Data to process START
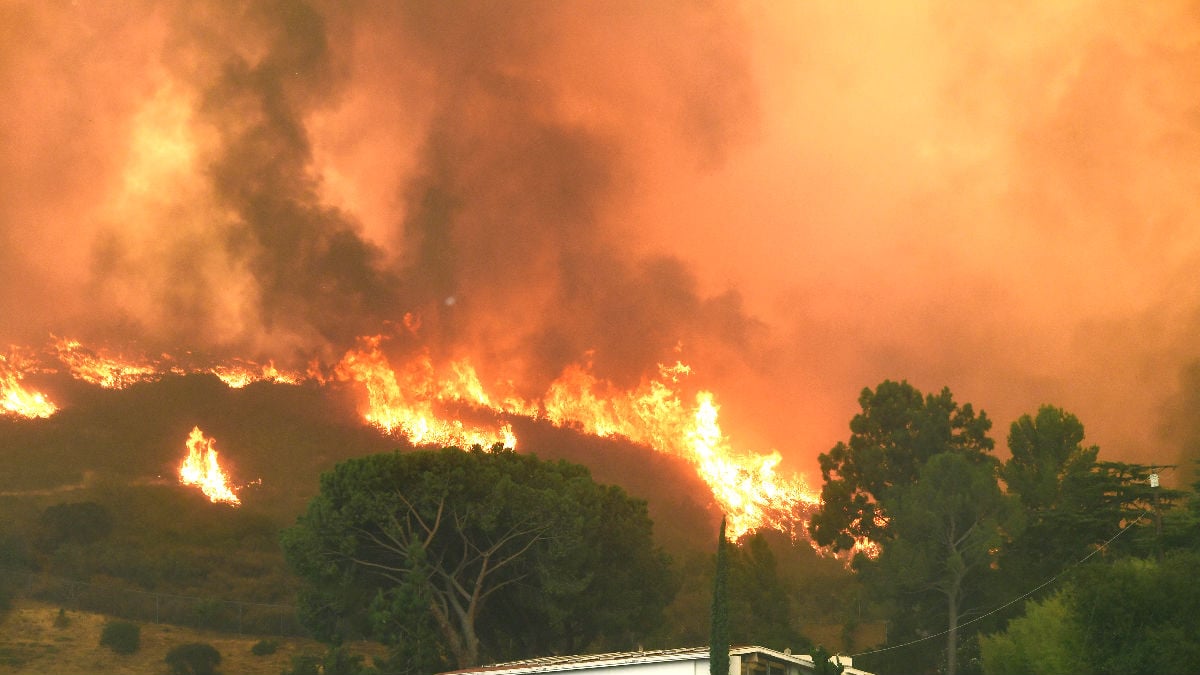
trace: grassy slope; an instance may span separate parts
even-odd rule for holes
[[[250,648],[258,637],[196,631],[166,624],[142,624],[141,648],[128,656],[100,646],[100,631],[108,620],[100,614],[67,611],[70,624],[57,628],[58,608],[21,600],[0,620],[0,674],[59,673],[154,674],[169,672],[167,652],[188,642],[207,642],[221,653],[219,669],[239,675],[278,675],[296,654],[323,654],[325,647],[303,638],[271,638],[279,649],[255,656]],[[354,645],[355,653],[379,653],[377,645]]]

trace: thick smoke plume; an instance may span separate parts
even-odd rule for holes
[[[1182,2],[8,2],[0,340],[679,358],[803,469],[906,378],[1174,461],[1197,63]]]

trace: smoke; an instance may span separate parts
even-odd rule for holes
[[[303,362],[419,322],[530,395],[682,359],[804,469],[884,378],[1175,459],[1198,37],[1182,2],[5,3],[0,338]]]

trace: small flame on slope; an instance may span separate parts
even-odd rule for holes
[[[238,506],[242,500],[229,487],[229,476],[217,458],[216,443],[215,439],[205,438],[200,427],[192,428],[187,439],[187,457],[179,465],[179,482],[199,487],[214,504],[223,502]]]
[[[46,418],[58,411],[44,394],[21,384],[29,370],[19,359],[0,354],[0,412],[29,419]]]

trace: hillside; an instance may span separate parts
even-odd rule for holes
[[[67,610],[68,621],[60,627],[56,625],[58,616],[59,609],[53,605],[22,600],[0,618],[0,675],[160,675],[167,669],[164,661],[167,652],[189,642],[204,642],[215,647],[221,653],[222,672],[278,675],[290,667],[293,656],[319,656],[325,651],[324,645],[314,640],[270,638],[278,643],[277,650],[273,654],[256,656],[251,648],[259,642],[257,636],[150,623],[140,624],[140,648],[133,654],[121,655],[100,645],[100,634],[108,617]],[[353,645],[351,651],[381,653],[377,645],[371,644]]]

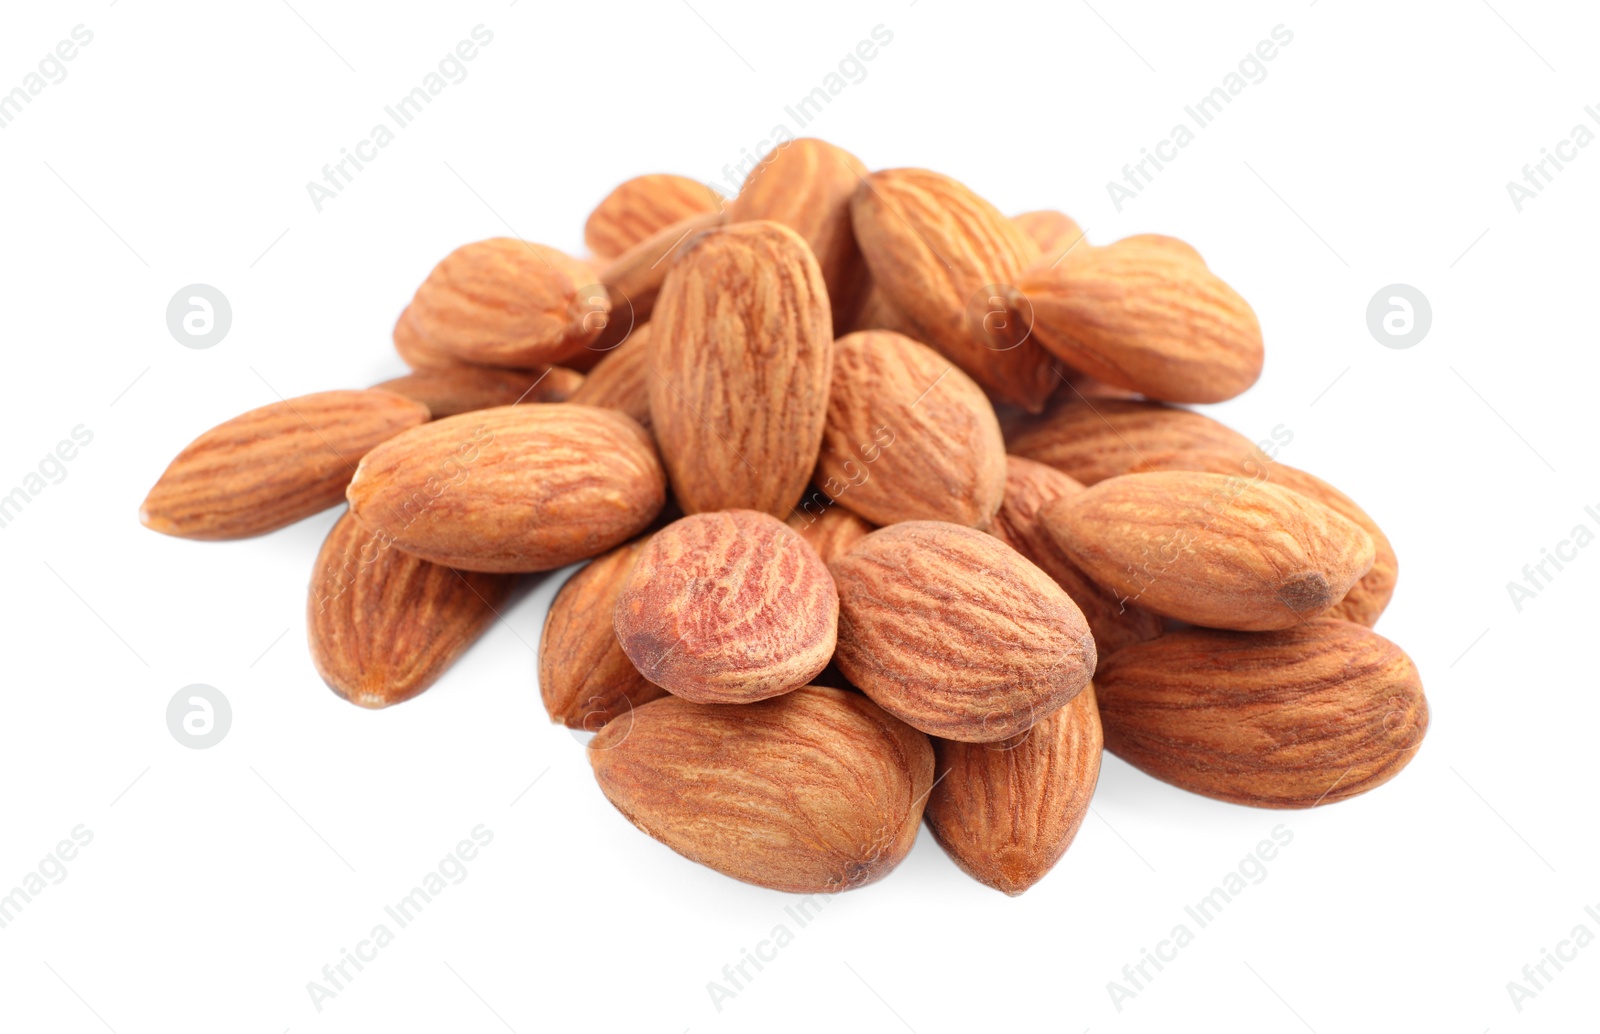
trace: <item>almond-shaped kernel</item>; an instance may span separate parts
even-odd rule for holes
[[[839,596],[798,532],[768,514],[726,510],[651,536],[615,619],[623,652],[651,682],[697,703],[748,703],[827,667]]]
[[[846,678],[932,736],[1014,736],[1076,696],[1095,667],[1077,604],[991,535],[905,521],[828,565]]]
[[[413,428],[368,453],[347,494],[363,524],[408,553],[467,571],[548,571],[639,534],[666,483],[638,424],[552,402]]]
[[[1372,566],[1372,538],[1328,507],[1225,474],[1125,474],[1050,503],[1047,527],[1090,578],[1208,628],[1316,617]]]
[[[190,442],[139,508],[152,531],[189,539],[262,535],[338,504],[374,446],[425,423],[387,391],[324,391],[252,409]]]
[[[934,740],[928,829],[963,872],[1021,894],[1066,854],[1100,778],[1094,685],[999,743]]]
[[[410,700],[488,630],[516,582],[402,553],[347,512],[311,571],[311,661],[352,704]]]
[[[583,353],[609,310],[586,263],[543,244],[494,237],[462,245],[433,268],[411,299],[407,333],[421,350],[462,362],[559,364]]]
[[[1273,445],[1272,442],[1261,444]],[[1354,521],[1372,538],[1372,566],[1350,587],[1350,591],[1344,594],[1329,616],[1342,617],[1370,628],[1389,605],[1400,576],[1400,560],[1395,555],[1394,544],[1371,514],[1326,481],[1287,463],[1274,462],[1264,451],[1255,447],[1241,452],[1237,446],[1220,450],[1197,446],[1152,452],[1146,459],[1147,462],[1140,465],[1141,469],[1201,470],[1264,481],[1321,503],[1339,516]]]
[[[600,730],[589,762],[629,821],[746,883],[831,894],[888,875],[917,838],[933,748],[859,693],[753,704],[663,697]]]
[[[1235,804],[1312,808],[1388,782],[1422,745],[1411,658],[1320,618],[1277,632],[1172,632],[1095,677],[1106,749],[1174,786]]]
[[[817,465],[833,372],[828,292],[800,235],[694,238],[651,320],[650,422],[686,513],[787,516]]]
[[[850,198],[866,175],[867,167],[849,151],[802,137],[757,162],[728,205],[730,222],[770,219],[805,238],[822,267],[838,329],[855,313],[866,282],[850,224]]]
[[[1000,401],[1038,412],[1059,382],[1005,297],[1039,246],[967,187],[926,169],[873,173],[851,218],[875,286],[916,328],[911,336]]]
[[[1293,441],[1283,426],[1270,439],[1251,442],[1192,410],[1159,402],[1100,399],[1053,406],[1008,436],[1007,448],[1049,464],[1092,485],[1119,474],[1154,470],[1202,470],[1269,481],[1314,499],[1348,517],[1372,536],[1372,568],[1345,594],[1334,614],[1371,626],[1394,596],[1399,559],[1372,516],[1355,500],[1323,481],[1272,457]]]
[[[1222,402],[1261,376],[1261,324],[1192,248],[1153,235],[1039,263],[1009,296],[1045,348],[1108,384]]]
[[[722,210],[722,195],[687,176],[657,172],[624,180],[583,224],[596,258],[612,259],[680,219]]]
[[[950,360],[892,331],[834,342],[817,480],[841,506],[877,525],[986,527],[1005,464],[994,407]]]
[[[552,722],[599,732],[666,690],[639,674],[617,641],[612,612],[644,538],[590,561],[550,603],[539,638],[539,695]]]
Data to process END
Problem description
Lines with the word "trace" in them should be copied from the preceding records.

Answer section
trace: grassy slope; an instance may span separate parts
trace: thick smoke plume; an instance may span separate parts
trace: smoke; an instance may span separate parts
trace: small flame on slope; an instance may span separate parts
trace: hillside; an instance may span separate parts
trace: <item>almond-shaped kernel</item>; an instance may span separate parts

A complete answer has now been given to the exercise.